神経芽腫の解説

どんな病気?

神経芽腫は、白血病や脳腫瘍に次いで多い小児がんで、1歳以下で発症することが最も多く、大部分は5歳以下で発見されます。神経芽腫のできやすい部位は、副腎といわれる腎臓の頭側にある臓器や、交感神経節と呼ばれる背骨の両側にある神経由来の組織です。交感神経節は首から骨盤まで続いているので、お腹の部分だけでなく、頚部、胸部、骨盤から発生することもあります。しかし、半数以上の方は腫瘍が転移を起こし、転移による症状で発見されます。たとえば、骨への転移による手足の痛みのために歩き方がおかしくなったり、目の奥の骨に転移すれば瞼が腫れたりします。発熱や顔色不良、不機嫌、元気がないなど漠然とした症状が続くこともあります。

どんな症状が出るの?

************

• **取り組み方**
神経芽腫の本文のうち、「神経芽腫は、白血病や脳腫瘍に」から「た症状が続くこともあります。」までの部分を一字も変えずに書き写してください。 各項目は本文とは関係がない。

• **提供情報**
************

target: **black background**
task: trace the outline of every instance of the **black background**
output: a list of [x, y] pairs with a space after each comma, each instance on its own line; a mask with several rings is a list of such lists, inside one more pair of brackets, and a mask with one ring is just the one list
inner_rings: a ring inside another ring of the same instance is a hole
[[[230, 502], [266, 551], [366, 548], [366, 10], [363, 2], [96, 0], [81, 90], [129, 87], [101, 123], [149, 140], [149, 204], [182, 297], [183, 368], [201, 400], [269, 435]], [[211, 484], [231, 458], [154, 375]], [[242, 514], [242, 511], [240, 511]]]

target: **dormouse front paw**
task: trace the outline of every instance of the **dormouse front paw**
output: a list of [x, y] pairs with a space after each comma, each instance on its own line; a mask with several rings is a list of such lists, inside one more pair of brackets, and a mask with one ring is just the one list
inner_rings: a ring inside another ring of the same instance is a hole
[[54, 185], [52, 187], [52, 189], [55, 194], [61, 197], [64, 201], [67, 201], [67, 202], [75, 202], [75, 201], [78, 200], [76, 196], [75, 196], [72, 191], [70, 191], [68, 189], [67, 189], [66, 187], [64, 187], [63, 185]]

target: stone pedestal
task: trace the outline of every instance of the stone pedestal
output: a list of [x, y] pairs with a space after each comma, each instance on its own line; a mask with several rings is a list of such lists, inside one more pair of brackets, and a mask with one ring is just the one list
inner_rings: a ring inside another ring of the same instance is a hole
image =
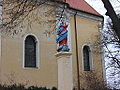
[[59, 52], [56, 57], [58, 62], [58, 90], [72, 90], [72, 53]]

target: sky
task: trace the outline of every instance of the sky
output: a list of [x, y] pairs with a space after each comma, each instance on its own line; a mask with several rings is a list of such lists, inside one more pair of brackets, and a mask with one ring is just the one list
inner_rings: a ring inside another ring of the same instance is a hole
[[[103, 15], [105, 19], [108, 18], [105, 16], [106, 9], [104, 8], [104, 5], [101, 0], [85, 0], [85, 1], [88, 2], [97, 12], [99, 12], [101, 15]], [[120, 8], [119, 8], [120, 0], [110, 0], [110, 1], [111, 1], [112, 6], [114, 7], [114, 10], [116, 11], [116, 13], [120, 13]], [[109, 46], [109, 48], [110, 48], [110, 50], [115, 49], [110, 46]], [[108, 60], [107, 60], [107, 63], [109, 63]], [[106, 65], [107, 65], [107, 63], [106, 63]], [[111, 74], [116, 73], [116, 72], [120, 72], [120, 69], [119, 70], [115, 70], [115, 68], [107, 69], [106, 70], [106, 79], [107, 79], [108, 85], [110, 87], [120, 89], [120, 75], [116, 74], [114, 76], [112, 75], [112, 77], [111, 77]]]

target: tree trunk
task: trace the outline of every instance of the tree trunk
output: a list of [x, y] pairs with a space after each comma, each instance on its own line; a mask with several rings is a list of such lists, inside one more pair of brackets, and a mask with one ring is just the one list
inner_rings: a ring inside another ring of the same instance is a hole
[[107, 10], [106, 15], [109, 16], [112, 20], [114, 31], [116, 35], [118, 36], [119, 42], [120, 42], [120, 20], [117, 17], [110, 1], [109, 0], [101, 0], [101, 1], [103, 2], [104, 7]]

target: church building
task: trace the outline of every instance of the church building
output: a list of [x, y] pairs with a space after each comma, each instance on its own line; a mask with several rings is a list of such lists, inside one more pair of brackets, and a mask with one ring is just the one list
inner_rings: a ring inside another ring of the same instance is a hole
[[84, 0], [45, 0], [42, 5], [37, 1], [33, 3], [38, 3], [38, 8], [14, 28], [19, 33], [1, 32], [0, 83], [88, 90], [87, 77], [103, 82], [98, 38], [103, 16]]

************

• **解答欄**
神経芽腫は、白血病や脳腫瘍に次いで多い小児がんで、1歳以下で発症することが最も多く、大部分は5歳以下で発見されます。神経芽腫のできやすい部位は、副腎といわれる腎臓の頭側にある臓器や、交感神経節と呼ばれる背骨の両側にある神経由来の組織です。交感神経節は首から骨盤まで続いているので、お腹の部分だけでなく、頚部、胸部、骨盤から発生することもあります。しかし、半数以上の方は腫瘍が転移を起こし、転移による症状で発見されます。たとえば、骨への転移による手足の痛みのために歩き方がおかしくなったり、目の奥の骨に転移すれば瞼が腫れたりします。発熱や顔色不良、不機嫌、元気がないなど漠然とした症状が続くこともあります。